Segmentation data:
## START

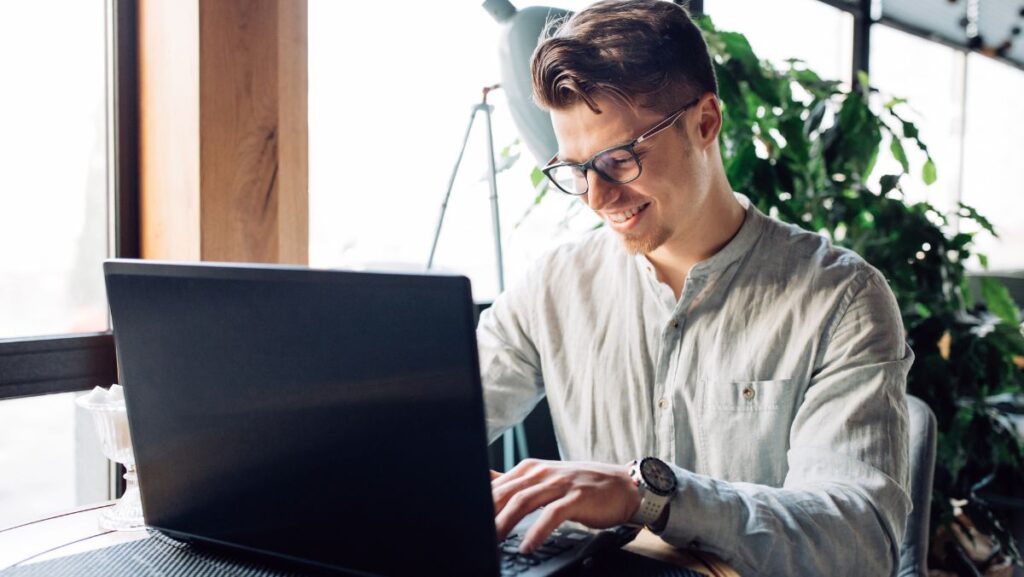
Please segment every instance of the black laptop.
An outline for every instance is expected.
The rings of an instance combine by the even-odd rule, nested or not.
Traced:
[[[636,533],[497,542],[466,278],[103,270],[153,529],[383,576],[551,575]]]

## END
## START

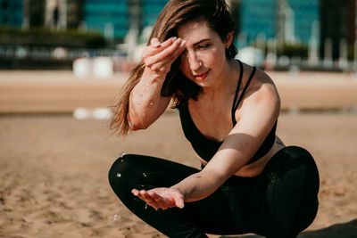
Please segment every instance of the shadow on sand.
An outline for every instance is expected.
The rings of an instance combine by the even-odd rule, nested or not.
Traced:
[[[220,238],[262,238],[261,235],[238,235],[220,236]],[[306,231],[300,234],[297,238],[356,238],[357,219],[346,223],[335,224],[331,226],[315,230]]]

## END

• TASK TO COMPLETE: Count the lines in the items above that contain the string "Please", treating case as significant, and reply with only the number.

• CORRECT ANSWER: 2